# Required action:
In the material below, find the line containing "203L392 278L269 492L283" and the line containing "positive clicks: (320, 400)", then reproduce exactly both of them and every line between, and nothing else.

═════ Material to process

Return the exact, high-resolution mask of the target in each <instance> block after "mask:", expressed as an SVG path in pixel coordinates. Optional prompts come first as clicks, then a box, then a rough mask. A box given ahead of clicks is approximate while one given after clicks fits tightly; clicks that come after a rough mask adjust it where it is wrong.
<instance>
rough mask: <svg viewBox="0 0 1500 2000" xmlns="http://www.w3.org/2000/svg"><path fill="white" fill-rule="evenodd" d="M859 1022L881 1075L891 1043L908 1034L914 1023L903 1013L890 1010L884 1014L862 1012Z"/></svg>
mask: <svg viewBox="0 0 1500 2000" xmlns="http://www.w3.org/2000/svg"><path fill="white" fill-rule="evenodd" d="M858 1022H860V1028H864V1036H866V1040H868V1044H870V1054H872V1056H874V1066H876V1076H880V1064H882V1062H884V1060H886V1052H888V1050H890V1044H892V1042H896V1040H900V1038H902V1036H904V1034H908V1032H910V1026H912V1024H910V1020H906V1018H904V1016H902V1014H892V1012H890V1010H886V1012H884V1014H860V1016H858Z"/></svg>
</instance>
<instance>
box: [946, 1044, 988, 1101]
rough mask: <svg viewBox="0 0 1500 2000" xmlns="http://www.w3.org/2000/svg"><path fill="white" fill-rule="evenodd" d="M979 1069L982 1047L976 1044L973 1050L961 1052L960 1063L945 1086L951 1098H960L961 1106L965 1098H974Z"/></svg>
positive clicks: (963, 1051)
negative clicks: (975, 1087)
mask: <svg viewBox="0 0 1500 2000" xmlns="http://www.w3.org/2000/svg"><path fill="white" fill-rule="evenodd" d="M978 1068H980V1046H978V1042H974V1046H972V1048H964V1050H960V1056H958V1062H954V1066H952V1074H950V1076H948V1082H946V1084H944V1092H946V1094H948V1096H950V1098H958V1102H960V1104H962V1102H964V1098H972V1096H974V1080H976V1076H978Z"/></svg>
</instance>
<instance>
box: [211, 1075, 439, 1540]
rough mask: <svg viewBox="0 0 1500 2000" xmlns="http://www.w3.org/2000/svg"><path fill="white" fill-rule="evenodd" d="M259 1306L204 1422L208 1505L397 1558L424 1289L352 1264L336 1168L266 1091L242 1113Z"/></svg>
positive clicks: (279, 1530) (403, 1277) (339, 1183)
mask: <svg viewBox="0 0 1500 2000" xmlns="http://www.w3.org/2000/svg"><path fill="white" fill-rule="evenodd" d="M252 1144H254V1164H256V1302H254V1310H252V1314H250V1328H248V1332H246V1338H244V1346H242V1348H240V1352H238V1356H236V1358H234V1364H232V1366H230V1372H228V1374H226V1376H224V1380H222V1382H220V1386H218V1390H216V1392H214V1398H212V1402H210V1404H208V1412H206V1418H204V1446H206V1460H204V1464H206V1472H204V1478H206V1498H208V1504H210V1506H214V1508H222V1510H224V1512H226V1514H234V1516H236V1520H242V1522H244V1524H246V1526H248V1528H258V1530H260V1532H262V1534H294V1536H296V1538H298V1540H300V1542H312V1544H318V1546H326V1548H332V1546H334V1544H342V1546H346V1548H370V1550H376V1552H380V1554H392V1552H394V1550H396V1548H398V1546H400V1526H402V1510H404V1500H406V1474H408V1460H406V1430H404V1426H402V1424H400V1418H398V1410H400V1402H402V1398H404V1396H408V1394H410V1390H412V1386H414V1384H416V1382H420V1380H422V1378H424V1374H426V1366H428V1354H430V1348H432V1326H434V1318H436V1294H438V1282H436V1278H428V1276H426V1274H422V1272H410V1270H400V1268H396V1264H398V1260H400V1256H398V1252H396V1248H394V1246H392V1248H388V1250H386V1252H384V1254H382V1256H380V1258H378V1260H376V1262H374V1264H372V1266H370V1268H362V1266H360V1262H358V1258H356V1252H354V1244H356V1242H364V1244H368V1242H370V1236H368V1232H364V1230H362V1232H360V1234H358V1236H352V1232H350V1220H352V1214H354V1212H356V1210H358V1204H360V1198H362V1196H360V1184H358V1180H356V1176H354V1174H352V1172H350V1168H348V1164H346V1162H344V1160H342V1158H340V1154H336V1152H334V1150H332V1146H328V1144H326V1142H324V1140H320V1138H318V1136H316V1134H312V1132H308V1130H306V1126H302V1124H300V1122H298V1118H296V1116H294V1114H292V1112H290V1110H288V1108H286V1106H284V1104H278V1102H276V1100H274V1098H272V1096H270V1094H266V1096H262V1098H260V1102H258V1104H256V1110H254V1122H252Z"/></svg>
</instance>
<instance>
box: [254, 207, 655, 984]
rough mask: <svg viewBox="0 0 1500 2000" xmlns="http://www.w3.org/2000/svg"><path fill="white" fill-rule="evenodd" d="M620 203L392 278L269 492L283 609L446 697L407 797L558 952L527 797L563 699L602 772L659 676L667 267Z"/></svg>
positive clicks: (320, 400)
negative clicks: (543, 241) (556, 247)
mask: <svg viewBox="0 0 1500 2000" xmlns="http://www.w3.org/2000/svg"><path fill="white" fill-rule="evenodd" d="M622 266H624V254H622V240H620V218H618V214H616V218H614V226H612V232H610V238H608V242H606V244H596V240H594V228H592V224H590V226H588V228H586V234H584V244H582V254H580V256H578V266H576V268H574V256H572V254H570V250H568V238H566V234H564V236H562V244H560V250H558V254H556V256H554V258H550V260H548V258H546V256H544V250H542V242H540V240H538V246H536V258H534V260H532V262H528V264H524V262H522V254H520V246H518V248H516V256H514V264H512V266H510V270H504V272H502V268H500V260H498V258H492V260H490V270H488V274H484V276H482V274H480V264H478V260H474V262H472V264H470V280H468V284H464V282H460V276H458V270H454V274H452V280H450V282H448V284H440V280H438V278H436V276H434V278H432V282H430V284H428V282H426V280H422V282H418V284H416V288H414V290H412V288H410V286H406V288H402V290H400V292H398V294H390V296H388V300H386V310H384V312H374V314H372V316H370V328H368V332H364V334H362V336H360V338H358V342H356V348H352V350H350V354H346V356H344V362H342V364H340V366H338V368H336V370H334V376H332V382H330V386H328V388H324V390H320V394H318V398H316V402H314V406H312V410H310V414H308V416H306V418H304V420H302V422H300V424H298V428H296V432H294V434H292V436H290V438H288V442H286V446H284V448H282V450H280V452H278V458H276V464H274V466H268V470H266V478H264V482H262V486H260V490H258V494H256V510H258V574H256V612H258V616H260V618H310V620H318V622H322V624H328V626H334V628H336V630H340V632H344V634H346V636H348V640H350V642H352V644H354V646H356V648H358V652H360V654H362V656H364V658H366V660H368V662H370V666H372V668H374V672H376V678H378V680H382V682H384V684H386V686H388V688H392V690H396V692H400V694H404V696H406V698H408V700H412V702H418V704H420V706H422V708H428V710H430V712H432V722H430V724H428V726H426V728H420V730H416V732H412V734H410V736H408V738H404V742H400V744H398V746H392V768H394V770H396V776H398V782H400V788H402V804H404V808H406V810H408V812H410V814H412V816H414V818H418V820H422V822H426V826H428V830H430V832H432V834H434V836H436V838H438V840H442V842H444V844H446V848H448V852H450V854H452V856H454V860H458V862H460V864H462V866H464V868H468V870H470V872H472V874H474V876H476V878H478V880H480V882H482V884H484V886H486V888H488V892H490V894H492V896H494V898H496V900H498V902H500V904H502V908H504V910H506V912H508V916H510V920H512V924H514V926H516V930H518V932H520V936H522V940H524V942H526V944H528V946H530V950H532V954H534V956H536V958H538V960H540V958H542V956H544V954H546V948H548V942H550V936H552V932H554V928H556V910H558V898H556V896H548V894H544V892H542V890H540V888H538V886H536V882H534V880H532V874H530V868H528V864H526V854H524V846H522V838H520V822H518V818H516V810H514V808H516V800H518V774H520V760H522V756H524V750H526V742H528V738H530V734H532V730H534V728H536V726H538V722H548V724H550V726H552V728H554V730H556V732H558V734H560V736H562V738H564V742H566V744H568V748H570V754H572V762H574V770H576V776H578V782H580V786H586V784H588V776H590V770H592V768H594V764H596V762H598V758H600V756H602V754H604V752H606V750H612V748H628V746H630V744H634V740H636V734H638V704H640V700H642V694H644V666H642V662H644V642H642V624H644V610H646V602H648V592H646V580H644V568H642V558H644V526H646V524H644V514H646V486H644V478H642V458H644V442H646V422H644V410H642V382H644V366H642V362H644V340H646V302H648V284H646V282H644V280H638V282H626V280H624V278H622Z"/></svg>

══════════

# Task answer:
rough mask: <svg viewBox="0 0 1500 2000" xmlns="http://www.w3.org/2000/svg"><path fill="white" fill-rule="evenodd" d="M620 203L392 278L269 492L283 609L446 697L407 797L558 952L527 797L563 699L602 772L659 676L667 267Z"/></svg>
positive clicks: (320, 400)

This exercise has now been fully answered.